• EXERCISE DIRECTIONS
Copy the stretch of the data below from the line containing "Localize lamp post in this screenshot." through the line containing "67 144 111 305", reproducing each line without any change.

=== MATERIAL FOR THIS TASK ===

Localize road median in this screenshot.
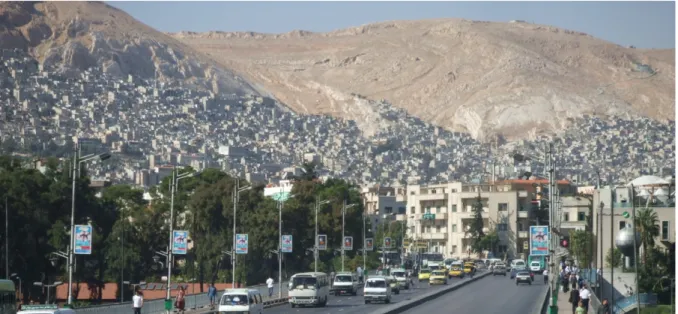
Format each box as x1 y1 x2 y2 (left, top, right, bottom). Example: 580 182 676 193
373 272 491 314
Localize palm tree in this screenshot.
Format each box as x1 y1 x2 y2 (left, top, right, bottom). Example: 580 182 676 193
635 208 659 264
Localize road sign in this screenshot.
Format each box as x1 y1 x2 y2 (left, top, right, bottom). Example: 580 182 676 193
281 235 293 253
365 238 374 251
344 237 353 251
384 237 393 249
318 234 327 250
235 233 249 254
73 225 92 255
172 230 188 255
530 226 550 256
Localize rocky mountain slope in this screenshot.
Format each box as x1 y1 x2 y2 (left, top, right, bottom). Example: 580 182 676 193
171 19 675 140
0 1 257 94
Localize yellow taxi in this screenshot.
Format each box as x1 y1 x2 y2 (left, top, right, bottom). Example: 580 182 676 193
464 262 476 274
419 268 431 280
449 264 466 278
428 269 447 285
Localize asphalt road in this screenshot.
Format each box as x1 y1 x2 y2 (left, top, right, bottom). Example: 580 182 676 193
266 277 480 314
403 274 547 314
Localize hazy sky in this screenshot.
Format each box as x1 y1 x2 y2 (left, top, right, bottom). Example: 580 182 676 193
108 1 676 48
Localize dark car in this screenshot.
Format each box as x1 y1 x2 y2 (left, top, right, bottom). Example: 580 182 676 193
516 271 532 286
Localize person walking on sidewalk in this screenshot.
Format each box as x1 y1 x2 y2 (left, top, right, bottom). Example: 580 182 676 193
567 289 580 314
207 283 217 309
266 277 274 298
132 290 144 314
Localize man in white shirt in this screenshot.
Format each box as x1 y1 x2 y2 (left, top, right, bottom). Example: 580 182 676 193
266 277 273 298
132 290 144 314
579 284 591 313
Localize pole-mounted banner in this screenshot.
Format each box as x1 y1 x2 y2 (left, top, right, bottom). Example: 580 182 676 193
73 225 92 255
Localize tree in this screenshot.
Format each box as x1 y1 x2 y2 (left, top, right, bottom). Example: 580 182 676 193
605 248 624 268
467 191 485 253
569 230 593 267
635 208 659 265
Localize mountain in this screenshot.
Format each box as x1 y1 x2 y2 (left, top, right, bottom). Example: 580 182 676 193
171 19 675 140
0 1 258 94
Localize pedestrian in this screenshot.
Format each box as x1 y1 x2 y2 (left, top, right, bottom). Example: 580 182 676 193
132 289 144 314
567 290 580 314
207 283 217 309
574 301 586 314
598 298 612 314
579 285 591 313
266 277 273 298
174 286 186 313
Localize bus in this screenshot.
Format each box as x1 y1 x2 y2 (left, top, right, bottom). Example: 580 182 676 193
0 280 16 314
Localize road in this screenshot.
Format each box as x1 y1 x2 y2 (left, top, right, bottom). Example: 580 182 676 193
266 277 480 314
403 275 547 314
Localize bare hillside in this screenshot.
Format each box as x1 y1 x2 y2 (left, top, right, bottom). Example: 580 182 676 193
0 1 256 94
172 19 675 139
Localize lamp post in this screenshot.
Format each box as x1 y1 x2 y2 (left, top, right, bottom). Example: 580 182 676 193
167 168 200 304
341 200 358 271
313 200 332 273
9 273 23 300
33 281 63 304
231 179 252 288
67 144 111 305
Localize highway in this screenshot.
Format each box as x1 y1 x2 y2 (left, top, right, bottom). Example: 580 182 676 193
403 275 547 314
266 277 480 314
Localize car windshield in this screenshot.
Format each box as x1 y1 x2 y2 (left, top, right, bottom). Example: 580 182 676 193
292 277 318 289
367 280 386 288
334 276 353 282
221 294 247 305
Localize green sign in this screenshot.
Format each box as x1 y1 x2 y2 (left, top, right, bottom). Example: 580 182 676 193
21 304 58 311
271 192 290 202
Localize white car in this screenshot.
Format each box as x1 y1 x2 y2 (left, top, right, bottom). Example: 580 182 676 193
364 276 391 304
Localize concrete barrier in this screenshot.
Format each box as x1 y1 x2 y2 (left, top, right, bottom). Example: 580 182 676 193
372 272 491 314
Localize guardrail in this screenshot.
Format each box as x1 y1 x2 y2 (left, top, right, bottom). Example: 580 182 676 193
75 282 287 314
372 272 490 314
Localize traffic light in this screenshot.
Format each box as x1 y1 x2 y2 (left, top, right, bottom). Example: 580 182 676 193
560 237 570 248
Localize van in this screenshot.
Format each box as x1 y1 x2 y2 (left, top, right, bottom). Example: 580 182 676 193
288 273 330 308
363 276 391 304
332 273 360 295
17 304 75 314
219 289 264 314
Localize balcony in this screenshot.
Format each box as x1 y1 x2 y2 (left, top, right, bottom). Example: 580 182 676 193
417 193 447 201
417 232 447 241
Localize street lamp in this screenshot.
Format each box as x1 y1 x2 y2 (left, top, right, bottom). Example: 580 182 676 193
33 281 63 304
9 273 23 300
167 168 200 300
68 144 111 305
313 200 334 273
341 200 358 271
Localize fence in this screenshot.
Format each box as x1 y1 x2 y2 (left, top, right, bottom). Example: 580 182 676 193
75 282 287 314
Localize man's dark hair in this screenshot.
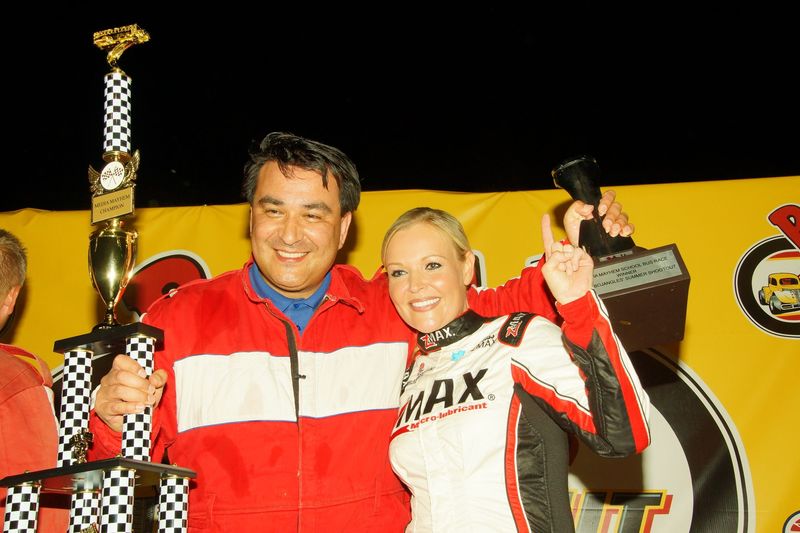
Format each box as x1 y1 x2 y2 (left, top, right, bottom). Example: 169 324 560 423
0 229 28 297
242 132 361 215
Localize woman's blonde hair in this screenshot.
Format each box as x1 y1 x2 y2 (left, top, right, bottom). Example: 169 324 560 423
381 207 472 262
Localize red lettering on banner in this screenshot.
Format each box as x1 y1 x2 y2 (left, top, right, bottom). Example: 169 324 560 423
570 490 672 533
769 204 800 249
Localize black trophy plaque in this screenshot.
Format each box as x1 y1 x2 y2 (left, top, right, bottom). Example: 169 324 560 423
553 156 690 352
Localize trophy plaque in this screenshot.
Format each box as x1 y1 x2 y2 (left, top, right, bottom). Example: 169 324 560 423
552 156 690 352
0 24 195 533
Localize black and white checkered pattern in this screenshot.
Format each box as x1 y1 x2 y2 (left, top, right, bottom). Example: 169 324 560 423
122 335 156 461
158 476 189 533
68 491 100 533
57 348 92 468
100 468 136 533
103 72 131 153
3 483 39 533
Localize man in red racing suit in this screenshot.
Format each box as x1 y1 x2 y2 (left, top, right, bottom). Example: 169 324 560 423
89 133 636 532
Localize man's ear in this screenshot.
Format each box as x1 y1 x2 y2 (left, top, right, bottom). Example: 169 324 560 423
0 285 22 327
464 250 475 285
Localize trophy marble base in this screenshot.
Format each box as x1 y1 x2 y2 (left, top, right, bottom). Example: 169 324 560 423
0 457 197 494
594 244 690 352
0 457 197 533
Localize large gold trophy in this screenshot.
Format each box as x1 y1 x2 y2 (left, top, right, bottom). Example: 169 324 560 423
89 24 150 329
0 24 195 533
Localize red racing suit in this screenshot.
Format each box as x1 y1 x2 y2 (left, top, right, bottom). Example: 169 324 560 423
89 259 555 532
390 292 650 533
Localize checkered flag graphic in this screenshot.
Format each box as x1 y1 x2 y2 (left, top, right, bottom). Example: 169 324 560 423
158 475 189 533
57 348 92 468
122 335 156 461
67 490 100 533
3 483 39 533
100 468 136 533
103 72 131 153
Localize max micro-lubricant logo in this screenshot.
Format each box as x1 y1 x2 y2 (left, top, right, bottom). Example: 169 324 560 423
733 204 800 338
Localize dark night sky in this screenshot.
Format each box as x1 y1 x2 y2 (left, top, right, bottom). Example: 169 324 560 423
0 6 800 211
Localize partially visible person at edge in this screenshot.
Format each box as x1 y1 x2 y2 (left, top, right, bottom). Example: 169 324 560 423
89 133 632 532
0 229 69 533
381 207 650 533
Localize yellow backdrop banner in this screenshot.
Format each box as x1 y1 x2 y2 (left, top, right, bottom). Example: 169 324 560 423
0 177 800 532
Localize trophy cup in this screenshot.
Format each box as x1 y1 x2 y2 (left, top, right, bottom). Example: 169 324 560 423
552 156 689 352
0 24 195 533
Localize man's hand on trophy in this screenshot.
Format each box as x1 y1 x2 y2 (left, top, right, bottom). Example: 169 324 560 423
94 354 167 431
564 191 635 245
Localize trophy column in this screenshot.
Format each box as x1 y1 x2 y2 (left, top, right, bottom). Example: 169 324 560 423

===

• TASK RESULT
Localize lamp post in this screenshot.
Format each box as x1 y1 x2 y2 (left, top, right, bottom). Example: 580 182 676 193
167 168 200 304
341 200 358 271
313 200 332 273
9 273 23 300
33 281 63 304
231 179 252 288
67 144 111 305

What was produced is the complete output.